Stored items:
+ + + + + + +
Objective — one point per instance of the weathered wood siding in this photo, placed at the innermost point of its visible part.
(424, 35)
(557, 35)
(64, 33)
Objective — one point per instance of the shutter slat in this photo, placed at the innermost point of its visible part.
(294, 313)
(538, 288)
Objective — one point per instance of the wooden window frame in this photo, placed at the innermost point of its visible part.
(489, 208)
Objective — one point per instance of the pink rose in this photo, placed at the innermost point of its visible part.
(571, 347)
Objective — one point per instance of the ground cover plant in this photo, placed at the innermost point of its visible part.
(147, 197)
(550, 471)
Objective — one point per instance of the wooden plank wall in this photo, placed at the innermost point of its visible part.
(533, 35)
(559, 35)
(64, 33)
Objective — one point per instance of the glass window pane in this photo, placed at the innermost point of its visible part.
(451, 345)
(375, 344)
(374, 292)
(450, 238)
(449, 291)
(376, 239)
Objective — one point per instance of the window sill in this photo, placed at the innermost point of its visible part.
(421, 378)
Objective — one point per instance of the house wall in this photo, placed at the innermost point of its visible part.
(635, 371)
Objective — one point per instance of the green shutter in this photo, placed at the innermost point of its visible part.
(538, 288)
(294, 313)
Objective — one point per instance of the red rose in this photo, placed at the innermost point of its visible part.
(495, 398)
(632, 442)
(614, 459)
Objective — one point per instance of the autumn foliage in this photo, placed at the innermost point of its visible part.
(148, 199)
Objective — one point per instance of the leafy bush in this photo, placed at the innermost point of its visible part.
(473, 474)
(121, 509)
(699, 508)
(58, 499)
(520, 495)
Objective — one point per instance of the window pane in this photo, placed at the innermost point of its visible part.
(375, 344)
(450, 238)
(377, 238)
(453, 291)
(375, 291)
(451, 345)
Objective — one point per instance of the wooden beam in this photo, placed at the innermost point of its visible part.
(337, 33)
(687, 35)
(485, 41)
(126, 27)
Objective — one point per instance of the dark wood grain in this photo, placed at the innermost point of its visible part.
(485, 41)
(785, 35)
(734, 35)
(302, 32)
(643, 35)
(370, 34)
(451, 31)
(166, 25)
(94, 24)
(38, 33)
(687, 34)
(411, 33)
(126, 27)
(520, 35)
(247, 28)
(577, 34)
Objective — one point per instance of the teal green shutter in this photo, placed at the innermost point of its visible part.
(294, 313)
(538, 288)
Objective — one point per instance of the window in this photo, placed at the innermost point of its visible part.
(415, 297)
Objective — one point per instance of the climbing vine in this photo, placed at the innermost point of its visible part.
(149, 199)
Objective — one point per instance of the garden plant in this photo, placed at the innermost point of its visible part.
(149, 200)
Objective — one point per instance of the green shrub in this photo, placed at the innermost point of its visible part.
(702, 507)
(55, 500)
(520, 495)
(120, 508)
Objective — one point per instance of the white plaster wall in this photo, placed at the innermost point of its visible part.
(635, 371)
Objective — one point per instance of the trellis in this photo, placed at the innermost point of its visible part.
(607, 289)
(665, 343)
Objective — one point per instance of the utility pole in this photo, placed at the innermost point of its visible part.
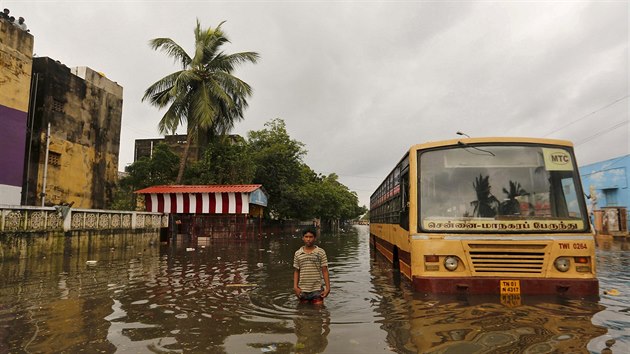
(46, 165)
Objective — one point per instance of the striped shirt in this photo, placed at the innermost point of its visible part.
(310, 267)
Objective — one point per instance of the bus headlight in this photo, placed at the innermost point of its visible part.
(451, 263)
(562, 263)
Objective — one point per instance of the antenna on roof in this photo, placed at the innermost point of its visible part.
(460, 133)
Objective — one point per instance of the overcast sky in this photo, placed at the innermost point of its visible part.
(359, 82)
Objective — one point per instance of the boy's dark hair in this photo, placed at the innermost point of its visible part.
(307, 230)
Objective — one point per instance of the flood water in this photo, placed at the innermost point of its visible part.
(220, 297)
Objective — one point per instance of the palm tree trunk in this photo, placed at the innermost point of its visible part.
(182, 162)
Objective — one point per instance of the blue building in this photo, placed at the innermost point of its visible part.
(608, 181)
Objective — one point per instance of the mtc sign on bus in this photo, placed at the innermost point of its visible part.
(557, 160)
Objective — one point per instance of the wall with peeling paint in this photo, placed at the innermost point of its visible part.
(84, 109)
(16, 57)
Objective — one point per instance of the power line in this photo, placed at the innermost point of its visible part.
(588, 115)
(625, 122)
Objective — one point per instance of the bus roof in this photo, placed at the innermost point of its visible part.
(433, 144)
+ + + + + + +
[Given task]: Print out the lines exactly, skipping any picture.

[Written response]:
Objective — one point per instance of the weathered wood siding in this photo, placed at the innermost point of its visible part.
(424, 35)
(557, 35)
(64, 33)
Objective — one point per instance of the shutter slat in this photo, placed at the innermost point of its visible part.
(294, 313)
(538, 288)
Objective — one point per instance of the wooden window frame in this photo, placed at the innermost point of its visible part.
(489, 208)
Objective — one point per instance of the pink rose in this photo, placed at the innermost point of its visible part.
(571, 347)
Objective — one point per instance of the ground cover plant in this photo, placed at the innermost point of its visible part.
(147, 197)
(550, 471)
Objective — one point per instance of the wooden plank wall in this photo, placed at the innermost point of its visible part.
(533, 35)
(559, 35)
(64, 33)
Objective — one point per instance of the glass window pane in this photo, placed at the innermost point of its visible part.
(451, 345)
(375, 344)
(374, 292)
(450, 238)
(449, 291)
(376, 239)
Objective — one point per instance of the window sill in this photo, placed at the innermost point of its visible part.
(421, 378)
Objective — one point per instance of the house wall in this photo, placed at the innermost point of its visible part.
(635, 371)
Objective — one point per instance of the green shutter in this photo, placed at the innermost point of its visible part.
(538, 288)
(294, 313)
Objective — one point per instance of the red rose in this photo, placed at the innermost point of its visible part.
(495, 398)
(632, 442)
(614, 459)
Objective — one point per instance of the autumn foliage in this photo, placed at the innermost point of its visible part.
(148, 199)
Objective — one point per instance of the leafy bush in this photo, placed at the innermost point of its visible part.
(473, 474)
(121, 509)
(699, 508)
(58, 499)
(520, 495)
Objective — one point per instance of the window pane in this photo, placed at the innermost point of its visible part.
(375, 344)
(450, 238)
(377, 238)
(453, 291)
(375, 291)
(451, 345)
Objective — one point per instance of the wooden beam in this photo, placed at the innermost point of its visible part.
(337, 33)
(687, 35)
(485, 41)
(126, 27)
Objective — one point per instance of the dark wood grain in this photo, placed at the innermost point of its visible part.
(485, 41)
(785, 35)
(734, 35)
(302, 32)
(643, 35)
(370, 34)
(451, 31)
(166, 25)
(94, 24)
(38, 33)
(687, 34)
(411, 33)
(126, 27)
(520, 35)
(247, 28)
(577, 34)
Objective — one point per instance of the teal green shutter in this photo, placed at the innermost point of its visible part.
(294, 313)
(538, 288)
Objective — one point per instance of the window in this photo, placed at the innermost point of its visible part.
(415, 297)
Objective — one point per instance of the climbing vine in this photo, placed at the innermost point of its visible part.
(149, 199)
Objective — one point per instance of the garden plant in this photo, placed at the innermost point of its visible part.
(149, 200)
Objective — one point per instance of the green shrub in this photo, placed at the innermost point of its visible part.
(702, 507)
(55, 500)
(520, 495)
(120, 508)
Objective — one point per instance of the white plaster wall in this photo, placed at the innermost point of its visible part.
(635, 371)
Objective — one point per instance of the trellis in this photo, placed at the innermost point of its visible part.
(607, 289)
(665, 343)
Objective — one point per instance of the utility pole in this photo, placed at the innermost point of its visible part.
(46, 165)
Objective — one point per instance of the striped shirt in this photo, placed at the innermost point of its visible part.
(310, 267)
Objective — one point per instance of the bus headlight in this photo, placed at the innermost point of its visible part.
(451, 263)
(562, 263)
Objective — one point per instance of the antenna on roof in this photo, placed at the innermost point of its visible part.
(460, 133)
Objective — one point per instance of the overcast sky in this photo, placed at the innermost point of its visible part.
(359, 82)
Objective — one point per instance of the boy's dark hair in this photo, placed at the innermost point of its visible part.
(307, 230)
Objective — one point per instance of the flood water in this photo, placed at the innermost point of its visible part.
(220, 297)
Objective — one point per instance of the palm tree trunk in this photo, placed at the innermost point of its visible part.
(182, 162)
Objective — one point per instance of the blue building in this photo, placed at the innermost point of its visible part.
(608, 181)
Objective — one point per instance of the mtc sign on bus in this photo, placed at the innermost point of its visible part.
(557, 160)
Objective — one point per instance of the wall with peeling paint in this photo, placed at the innermost point of its visible part.
(84, 109)
(16, 57)
Objective — one point per instance of the power line in this photo, placed at the innermost point of its visible part.
(588, 115)
(625, 122)
Objective — one point per instance of the bus roof in this photo, placed at the innermost point of its visible part.
(433, 144)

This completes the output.